*Text block*
§

I was fifteen miles down the road before I realized my mistake. Somehow at the gas station I had stuck the nozzle in the tank, hopped into my car, came out to hear the machine beeping, returned the nozzle, and drove away. And I left without filling a drop of gas into the tank.
I could tell you about my journey before then – about the hours stuck in traffic, or the snow. This could be a post about stress, and busyness. Or I could tell you about how I was trying to download a book while I was in the car (supposedly waiting for the tank to fill with gas) and this could be a post about the dangers of multitasking.
But as I drove away, wondering if I could sneak out enough miles from the tank to make it all the way home, I was struck with this thought: if I’m going to take the time to do the thing, then I darn well better do the thing. Or in other words – be in this moment, fully. Don’t just go through the motions. If I’m going to stop for gas, then fill the tank.
Because – in all moments of our lives – there will be the busyness that comes before, and the desire in the moment to try to be more productive, and to do all the things. Tomorrow we’ll walk into a meeting at work, and we’ll be carrying the load of the previous five meetings of the day, and we’ll simultaneously be thinking about that email we need to write next. All of this will be true.
I recently read a review of a book called “How to Do Nothing: Resisting the Attention Economy” by Jenny Odell. The reviewer says the author “blessedly, does not suggest scheduling ‘nothing’ time” and instead challenges us to do something more profound:
To refuse “to believe that the present time and place, and the people who are here with us, are somehow not enough” is to reclaim ownership of our most precious commodity – our attention. – Summer Moore Batte, quoting Jenny Odell
Our attention, fully in this moment, is what enables us to succeed as leaders – to achieve results, inspire and motivate a team, and to manage our most precious resource: ourselves.
3 Steps to Reclaim our Leadership (and Sanity) in the Attention Economy
1. Do the thing with full presence
Last summer I was a sponsor at an event – and as part of the package each sponsor got five minutes to speak to the hundreds of attendees. The two presenters who proceeded me spoke standing to the side of the stage – having followed a demo that was tethered to a computer there. When it was my turn, I walked up the five steps, planted myself in the center of the stage and spoke from there. If I’m going to sponsor, and speak, and share my story, do it fully. Take the stage. Do the thing, and do it with full presence.

§

*Data items*
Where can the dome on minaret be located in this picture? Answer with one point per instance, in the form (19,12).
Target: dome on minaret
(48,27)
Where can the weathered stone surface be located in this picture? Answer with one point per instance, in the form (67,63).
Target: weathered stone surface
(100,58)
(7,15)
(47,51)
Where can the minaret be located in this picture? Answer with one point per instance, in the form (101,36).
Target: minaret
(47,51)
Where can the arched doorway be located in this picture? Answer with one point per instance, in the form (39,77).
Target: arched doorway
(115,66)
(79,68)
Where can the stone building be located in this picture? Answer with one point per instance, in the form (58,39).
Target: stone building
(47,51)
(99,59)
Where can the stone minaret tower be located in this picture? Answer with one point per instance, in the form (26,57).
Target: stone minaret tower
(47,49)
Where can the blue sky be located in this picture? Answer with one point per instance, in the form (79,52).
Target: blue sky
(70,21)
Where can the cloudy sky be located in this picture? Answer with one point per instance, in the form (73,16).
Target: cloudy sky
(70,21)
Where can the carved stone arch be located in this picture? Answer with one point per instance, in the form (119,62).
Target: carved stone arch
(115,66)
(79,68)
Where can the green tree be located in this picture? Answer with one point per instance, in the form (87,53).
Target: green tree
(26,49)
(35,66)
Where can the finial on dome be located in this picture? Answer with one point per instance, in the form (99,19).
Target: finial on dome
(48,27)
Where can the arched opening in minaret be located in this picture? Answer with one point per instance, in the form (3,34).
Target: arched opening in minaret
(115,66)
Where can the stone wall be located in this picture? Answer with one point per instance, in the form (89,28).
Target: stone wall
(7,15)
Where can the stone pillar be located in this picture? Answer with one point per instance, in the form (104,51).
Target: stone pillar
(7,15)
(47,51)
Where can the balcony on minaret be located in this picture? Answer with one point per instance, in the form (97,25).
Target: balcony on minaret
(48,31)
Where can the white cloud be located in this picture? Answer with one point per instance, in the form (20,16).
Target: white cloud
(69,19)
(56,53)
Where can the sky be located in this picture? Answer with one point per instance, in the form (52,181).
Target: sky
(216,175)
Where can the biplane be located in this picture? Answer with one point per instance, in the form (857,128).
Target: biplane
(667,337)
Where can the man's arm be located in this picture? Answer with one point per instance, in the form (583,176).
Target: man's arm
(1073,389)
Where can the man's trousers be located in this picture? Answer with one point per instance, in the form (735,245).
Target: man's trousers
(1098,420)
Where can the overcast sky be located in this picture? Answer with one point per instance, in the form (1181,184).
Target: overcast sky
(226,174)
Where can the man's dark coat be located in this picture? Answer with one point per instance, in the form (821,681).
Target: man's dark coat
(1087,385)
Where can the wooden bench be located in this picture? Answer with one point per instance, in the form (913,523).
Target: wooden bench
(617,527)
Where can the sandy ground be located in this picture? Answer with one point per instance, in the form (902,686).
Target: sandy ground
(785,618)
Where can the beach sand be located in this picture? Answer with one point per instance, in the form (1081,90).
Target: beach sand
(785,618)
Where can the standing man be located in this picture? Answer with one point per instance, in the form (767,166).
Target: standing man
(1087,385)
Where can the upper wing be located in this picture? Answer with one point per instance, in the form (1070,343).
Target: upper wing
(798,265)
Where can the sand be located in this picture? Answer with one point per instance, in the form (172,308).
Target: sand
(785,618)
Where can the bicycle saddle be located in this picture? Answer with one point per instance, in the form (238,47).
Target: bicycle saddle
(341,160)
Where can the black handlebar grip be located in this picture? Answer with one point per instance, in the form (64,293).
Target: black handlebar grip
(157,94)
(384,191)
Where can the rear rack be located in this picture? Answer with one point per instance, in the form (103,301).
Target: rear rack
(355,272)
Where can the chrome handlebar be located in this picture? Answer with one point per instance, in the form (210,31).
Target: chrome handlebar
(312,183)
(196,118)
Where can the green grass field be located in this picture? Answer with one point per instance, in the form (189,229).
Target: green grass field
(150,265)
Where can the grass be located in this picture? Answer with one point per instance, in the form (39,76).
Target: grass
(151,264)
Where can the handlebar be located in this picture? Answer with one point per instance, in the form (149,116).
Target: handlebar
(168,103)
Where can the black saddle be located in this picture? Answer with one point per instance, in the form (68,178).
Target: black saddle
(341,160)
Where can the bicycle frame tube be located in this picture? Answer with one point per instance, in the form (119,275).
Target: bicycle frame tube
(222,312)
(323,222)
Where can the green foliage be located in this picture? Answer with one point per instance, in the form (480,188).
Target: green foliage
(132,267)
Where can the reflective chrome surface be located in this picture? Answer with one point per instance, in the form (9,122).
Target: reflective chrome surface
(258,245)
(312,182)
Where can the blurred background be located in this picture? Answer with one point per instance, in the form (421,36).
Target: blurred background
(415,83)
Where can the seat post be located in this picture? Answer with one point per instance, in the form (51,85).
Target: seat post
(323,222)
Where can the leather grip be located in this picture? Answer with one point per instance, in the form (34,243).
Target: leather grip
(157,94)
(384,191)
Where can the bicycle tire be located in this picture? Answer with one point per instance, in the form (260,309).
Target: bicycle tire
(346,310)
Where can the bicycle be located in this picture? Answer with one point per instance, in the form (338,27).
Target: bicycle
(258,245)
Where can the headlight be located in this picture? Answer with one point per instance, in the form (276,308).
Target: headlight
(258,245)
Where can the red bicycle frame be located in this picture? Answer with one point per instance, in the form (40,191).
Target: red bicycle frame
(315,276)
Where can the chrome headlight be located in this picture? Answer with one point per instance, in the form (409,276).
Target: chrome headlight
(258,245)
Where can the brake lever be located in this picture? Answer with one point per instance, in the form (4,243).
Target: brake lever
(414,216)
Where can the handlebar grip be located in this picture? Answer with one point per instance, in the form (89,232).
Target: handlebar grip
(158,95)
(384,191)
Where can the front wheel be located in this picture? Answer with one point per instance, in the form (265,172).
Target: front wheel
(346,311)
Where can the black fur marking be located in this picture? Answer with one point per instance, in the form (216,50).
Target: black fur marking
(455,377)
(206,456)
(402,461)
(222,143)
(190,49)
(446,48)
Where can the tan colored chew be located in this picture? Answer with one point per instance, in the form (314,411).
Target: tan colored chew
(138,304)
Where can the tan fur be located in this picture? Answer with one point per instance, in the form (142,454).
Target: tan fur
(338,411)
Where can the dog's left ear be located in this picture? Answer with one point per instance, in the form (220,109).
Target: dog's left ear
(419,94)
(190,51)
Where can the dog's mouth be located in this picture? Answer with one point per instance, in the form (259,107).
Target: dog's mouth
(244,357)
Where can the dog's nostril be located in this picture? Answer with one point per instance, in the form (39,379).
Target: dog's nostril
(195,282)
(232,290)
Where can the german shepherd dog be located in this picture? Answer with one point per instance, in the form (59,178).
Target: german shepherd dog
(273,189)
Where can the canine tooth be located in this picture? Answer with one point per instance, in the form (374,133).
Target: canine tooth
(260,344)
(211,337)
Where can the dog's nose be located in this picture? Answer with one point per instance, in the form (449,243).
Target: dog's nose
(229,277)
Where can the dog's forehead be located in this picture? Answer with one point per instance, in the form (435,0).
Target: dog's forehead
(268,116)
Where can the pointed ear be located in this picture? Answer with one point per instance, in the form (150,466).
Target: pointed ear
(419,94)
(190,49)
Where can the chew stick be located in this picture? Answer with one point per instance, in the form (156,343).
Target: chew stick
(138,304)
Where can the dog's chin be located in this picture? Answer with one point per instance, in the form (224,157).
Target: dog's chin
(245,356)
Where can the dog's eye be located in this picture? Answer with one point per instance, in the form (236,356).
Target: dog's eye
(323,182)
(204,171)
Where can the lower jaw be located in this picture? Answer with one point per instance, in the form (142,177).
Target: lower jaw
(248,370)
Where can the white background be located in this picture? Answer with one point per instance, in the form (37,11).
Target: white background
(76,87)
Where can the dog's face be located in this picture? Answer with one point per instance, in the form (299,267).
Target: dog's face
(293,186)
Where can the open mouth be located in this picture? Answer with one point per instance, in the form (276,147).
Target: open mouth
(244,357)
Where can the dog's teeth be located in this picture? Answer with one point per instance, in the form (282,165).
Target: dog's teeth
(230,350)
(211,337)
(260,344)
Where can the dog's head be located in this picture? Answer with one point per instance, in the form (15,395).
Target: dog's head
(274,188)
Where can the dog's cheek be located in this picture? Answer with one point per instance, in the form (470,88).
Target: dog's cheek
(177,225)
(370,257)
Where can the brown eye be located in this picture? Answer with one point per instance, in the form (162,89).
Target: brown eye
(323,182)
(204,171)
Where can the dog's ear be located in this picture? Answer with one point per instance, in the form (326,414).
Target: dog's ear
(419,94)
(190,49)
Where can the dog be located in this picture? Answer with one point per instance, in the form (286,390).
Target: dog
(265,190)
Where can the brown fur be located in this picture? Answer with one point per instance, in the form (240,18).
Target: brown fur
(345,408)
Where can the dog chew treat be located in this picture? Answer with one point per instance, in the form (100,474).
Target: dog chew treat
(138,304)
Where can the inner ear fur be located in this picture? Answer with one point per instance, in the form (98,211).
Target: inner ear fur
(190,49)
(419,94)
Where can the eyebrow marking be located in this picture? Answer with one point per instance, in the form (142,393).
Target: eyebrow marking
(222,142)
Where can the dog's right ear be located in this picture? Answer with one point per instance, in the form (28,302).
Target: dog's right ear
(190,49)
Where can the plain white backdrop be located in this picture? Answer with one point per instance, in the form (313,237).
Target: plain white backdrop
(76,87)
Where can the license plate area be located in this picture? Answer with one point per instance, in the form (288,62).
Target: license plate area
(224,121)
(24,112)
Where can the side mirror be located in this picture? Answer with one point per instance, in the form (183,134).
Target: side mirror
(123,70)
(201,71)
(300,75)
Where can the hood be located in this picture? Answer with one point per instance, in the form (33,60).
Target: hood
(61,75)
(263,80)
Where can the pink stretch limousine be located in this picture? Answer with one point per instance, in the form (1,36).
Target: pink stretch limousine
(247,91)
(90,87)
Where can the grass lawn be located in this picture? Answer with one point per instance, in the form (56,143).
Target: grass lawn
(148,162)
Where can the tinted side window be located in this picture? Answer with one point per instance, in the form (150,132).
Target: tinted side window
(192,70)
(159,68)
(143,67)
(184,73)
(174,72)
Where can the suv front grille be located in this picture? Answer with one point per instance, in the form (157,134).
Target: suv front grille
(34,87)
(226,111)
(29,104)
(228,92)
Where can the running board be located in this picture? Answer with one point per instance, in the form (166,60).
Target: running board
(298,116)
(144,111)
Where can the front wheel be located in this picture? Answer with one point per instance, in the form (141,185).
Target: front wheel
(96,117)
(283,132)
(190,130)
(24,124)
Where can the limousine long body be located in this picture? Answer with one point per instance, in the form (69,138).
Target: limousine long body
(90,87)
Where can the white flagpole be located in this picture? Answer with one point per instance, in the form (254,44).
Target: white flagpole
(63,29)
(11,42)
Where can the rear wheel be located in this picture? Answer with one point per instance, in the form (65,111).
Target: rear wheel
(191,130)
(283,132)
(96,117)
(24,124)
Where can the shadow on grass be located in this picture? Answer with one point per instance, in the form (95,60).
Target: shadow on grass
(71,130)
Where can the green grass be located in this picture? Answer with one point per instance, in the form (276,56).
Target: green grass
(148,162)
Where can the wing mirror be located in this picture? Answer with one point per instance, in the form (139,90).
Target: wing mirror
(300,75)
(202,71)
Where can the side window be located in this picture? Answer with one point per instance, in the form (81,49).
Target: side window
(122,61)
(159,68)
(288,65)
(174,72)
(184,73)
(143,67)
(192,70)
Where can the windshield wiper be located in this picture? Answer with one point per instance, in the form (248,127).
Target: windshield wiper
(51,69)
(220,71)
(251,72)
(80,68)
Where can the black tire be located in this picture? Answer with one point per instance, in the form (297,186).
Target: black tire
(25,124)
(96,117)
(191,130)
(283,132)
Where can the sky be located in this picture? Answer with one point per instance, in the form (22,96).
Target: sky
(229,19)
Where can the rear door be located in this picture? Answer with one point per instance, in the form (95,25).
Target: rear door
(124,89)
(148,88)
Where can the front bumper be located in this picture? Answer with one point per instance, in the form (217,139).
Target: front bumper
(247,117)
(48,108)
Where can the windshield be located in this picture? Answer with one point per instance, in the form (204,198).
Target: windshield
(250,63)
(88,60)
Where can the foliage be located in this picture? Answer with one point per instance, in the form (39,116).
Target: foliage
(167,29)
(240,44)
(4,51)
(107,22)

§

*Directives*
a) Pick out and copy every line of the records that contains the string "marking", matching uppercase and lowercase exactly.
b) Pick up the essay on attention and full presence after its final sentence and keep writing it.
The text and the records are unrelated and should be treated as separate material.

*Exercise answers*
a)
Where can the black fur marking be located in this picture? Answer with one point per instance, in the form (216,50).
Target: black fur marking
Where can the eyebrow marking be located in this picture? Answer with one point per instance, in the form (142,393).
Target: eyebrow marking

b)
Don’t misunderstand – I don’t mean to do all the things. The recent times when I have felt most unsatisfied have been those when I was running around, trying to do all of the things at once.
I mean this: if you are committing your time to be in a meeting, then ask questions and give commentary – or don’t attend. If you’re going to attend a presentation of someone you respect and want to support, sit in the front row and take a picture. If your kid asks you to listen to the toad character singing hark how the bells on youtube, pause for a minute and laugh at the horrible screeching sounds.
This is what I’ve come to understand the ambiguous phrase “show up” means: to commit our attention, for perhaps only this one full minute, to whatever is before us. It’s a powerful assertion of our leadership in this attention economy. We won’t miss the task before us, and we’ll find life is so much sweeter for it.
2. Pay attention to moments that require courage
I was running around the Dreamforce conference, and I’d met hundreds of people that day and reconnected with many old friends when I met a smiling face in the hall who came in for a hug. It was only walking away from this quick embrace and a generic “How’s it going?” conversation that I realized just who I had patted gently on the back: the very same person who had threatened me earlier this year.
I still feel sick about it.
Being present, contrary to popular belief, does not mean rolling over and dealing with whatever life throws at you in a meditative-like trance. What it does mean, is not rushing around spreading my attention so thin that I can’t recognize stink when it shows up.
Particularly when we are running from meeting to meeting it’s hard to fully take in all that is happening. Yet this is the difference of leaders – to be able to feel a moment unfolding, and take that opportunity to speak into something – to encourage another, to point out an opportunity, to make an important challenge, or to call something out.
The most effective leaders I know are those whose advice is sought after, who are called to meetings to give counsel, and who aren’t afraid to speak about something difficult, when needed. And this requires paying attention.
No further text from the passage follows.